Saved data entries
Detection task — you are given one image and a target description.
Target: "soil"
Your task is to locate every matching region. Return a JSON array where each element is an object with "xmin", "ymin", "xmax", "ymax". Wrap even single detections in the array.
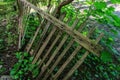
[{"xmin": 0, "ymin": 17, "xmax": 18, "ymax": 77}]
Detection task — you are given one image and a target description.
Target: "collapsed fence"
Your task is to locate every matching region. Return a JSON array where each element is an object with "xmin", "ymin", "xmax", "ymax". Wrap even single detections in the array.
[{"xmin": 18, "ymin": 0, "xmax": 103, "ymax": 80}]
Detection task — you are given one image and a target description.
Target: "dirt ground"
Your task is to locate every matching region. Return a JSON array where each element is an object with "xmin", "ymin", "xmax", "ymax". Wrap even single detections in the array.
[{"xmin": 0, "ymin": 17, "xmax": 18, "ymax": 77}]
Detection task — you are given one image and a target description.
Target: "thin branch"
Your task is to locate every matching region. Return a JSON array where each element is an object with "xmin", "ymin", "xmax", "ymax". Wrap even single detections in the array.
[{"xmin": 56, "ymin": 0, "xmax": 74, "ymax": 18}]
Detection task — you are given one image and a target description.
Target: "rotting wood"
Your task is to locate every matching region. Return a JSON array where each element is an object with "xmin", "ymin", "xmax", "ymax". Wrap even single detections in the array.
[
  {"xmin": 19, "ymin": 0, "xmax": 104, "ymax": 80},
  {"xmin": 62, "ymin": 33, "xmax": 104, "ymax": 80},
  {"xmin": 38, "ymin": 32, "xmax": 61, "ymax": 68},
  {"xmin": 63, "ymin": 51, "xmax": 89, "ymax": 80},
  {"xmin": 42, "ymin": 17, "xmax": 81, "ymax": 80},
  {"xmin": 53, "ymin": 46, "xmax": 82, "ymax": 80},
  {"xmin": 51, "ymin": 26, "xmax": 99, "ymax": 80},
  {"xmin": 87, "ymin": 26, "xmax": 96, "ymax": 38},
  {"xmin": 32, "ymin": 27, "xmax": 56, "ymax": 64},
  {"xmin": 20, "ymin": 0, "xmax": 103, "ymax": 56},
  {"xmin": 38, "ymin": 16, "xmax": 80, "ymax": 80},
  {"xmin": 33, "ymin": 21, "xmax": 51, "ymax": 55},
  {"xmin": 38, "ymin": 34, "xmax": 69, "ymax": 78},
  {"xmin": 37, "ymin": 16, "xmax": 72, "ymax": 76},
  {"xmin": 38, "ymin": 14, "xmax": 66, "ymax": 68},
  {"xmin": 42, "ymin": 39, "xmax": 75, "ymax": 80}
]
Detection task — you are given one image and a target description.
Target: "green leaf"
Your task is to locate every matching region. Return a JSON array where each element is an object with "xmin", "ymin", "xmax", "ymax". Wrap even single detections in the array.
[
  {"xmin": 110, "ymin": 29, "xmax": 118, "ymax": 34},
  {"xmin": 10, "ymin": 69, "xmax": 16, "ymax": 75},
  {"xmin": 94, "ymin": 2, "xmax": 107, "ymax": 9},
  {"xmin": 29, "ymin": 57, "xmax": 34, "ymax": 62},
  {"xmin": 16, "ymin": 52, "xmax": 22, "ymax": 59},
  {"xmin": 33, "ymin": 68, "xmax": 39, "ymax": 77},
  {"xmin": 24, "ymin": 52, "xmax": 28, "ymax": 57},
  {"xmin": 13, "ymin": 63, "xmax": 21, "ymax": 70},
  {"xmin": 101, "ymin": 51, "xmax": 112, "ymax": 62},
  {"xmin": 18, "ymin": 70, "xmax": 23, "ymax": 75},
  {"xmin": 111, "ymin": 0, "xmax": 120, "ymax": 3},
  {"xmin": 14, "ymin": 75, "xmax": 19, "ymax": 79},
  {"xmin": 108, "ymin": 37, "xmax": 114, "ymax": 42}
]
* * *
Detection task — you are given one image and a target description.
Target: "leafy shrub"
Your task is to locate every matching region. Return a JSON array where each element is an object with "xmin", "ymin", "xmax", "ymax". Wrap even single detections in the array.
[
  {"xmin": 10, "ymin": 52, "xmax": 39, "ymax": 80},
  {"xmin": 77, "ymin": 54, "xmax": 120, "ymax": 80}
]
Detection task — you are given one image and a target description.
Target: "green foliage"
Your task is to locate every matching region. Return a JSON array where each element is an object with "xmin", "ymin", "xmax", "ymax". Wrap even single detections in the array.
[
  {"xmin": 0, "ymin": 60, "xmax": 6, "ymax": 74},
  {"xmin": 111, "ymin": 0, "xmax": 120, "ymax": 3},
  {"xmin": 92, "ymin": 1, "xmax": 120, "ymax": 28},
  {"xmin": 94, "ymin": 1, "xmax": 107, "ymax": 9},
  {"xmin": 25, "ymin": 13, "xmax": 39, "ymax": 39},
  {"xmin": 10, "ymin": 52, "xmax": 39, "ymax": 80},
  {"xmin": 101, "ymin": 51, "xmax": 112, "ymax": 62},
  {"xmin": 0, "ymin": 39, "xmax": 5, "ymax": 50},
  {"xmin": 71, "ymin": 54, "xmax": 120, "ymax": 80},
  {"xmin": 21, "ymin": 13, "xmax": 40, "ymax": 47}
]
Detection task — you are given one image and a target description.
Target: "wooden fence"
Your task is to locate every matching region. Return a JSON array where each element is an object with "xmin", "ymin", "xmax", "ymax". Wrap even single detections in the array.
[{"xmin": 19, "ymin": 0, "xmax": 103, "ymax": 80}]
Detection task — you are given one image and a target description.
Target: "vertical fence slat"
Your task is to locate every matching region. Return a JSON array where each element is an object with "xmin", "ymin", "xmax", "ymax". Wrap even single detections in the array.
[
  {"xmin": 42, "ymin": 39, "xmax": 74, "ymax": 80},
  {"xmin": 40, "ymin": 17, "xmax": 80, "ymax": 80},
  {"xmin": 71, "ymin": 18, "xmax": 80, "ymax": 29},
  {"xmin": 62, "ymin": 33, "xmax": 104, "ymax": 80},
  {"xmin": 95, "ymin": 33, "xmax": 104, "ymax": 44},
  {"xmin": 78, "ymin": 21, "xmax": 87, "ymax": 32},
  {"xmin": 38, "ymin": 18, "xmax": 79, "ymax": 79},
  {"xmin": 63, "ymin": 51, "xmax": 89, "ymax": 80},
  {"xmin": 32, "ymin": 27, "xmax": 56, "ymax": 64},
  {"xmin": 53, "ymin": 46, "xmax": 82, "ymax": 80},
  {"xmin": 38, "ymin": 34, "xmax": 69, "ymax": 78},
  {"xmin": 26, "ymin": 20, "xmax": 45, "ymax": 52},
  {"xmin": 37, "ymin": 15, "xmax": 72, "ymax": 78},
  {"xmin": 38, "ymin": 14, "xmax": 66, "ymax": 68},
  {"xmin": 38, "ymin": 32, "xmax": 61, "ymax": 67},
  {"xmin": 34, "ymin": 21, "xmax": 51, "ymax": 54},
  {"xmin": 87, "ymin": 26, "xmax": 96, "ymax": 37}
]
...
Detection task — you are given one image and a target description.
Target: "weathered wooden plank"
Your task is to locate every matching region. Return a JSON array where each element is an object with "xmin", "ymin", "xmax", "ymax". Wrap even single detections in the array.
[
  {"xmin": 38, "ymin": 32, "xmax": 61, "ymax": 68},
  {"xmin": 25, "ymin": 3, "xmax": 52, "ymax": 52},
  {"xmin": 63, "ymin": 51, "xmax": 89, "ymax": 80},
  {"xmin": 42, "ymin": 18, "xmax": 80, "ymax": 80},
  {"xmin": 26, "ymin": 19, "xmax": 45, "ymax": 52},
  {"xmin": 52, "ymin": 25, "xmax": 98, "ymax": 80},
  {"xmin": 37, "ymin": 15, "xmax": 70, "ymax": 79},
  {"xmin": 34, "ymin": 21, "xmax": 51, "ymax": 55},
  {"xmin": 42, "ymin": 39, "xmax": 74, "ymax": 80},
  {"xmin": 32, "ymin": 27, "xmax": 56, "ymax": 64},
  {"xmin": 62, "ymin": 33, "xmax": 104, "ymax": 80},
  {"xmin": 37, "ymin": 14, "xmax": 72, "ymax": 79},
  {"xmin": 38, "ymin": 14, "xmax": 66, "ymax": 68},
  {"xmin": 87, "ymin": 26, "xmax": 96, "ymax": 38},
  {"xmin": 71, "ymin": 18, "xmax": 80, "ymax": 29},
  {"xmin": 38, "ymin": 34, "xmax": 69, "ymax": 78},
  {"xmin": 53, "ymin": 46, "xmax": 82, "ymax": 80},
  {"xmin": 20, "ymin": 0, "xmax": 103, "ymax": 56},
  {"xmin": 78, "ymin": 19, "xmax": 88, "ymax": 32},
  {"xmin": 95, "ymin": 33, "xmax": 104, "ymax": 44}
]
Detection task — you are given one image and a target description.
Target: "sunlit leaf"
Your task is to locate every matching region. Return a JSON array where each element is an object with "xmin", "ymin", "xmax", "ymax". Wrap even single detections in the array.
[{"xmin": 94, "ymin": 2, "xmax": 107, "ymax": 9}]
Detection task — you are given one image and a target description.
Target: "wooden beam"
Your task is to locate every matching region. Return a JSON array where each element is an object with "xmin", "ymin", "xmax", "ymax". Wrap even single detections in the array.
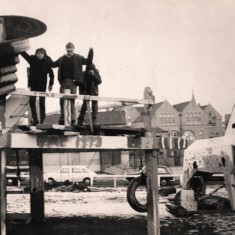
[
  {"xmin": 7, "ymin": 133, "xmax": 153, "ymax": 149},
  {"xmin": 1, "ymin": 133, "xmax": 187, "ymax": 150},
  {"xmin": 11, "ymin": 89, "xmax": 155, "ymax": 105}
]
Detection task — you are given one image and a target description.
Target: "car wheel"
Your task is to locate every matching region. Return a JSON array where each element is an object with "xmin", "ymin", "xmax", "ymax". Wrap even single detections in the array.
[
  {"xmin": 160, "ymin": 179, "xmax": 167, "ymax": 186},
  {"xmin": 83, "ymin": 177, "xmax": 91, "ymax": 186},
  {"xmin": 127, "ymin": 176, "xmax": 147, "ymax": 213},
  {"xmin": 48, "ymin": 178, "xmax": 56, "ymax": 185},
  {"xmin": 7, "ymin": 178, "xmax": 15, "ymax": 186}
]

EXERCISE INSTRUCTIONS: Only lines containing the word "wooden" matter here: count them in the entries and give the number, nothing else.

ANSWER SECTION: 3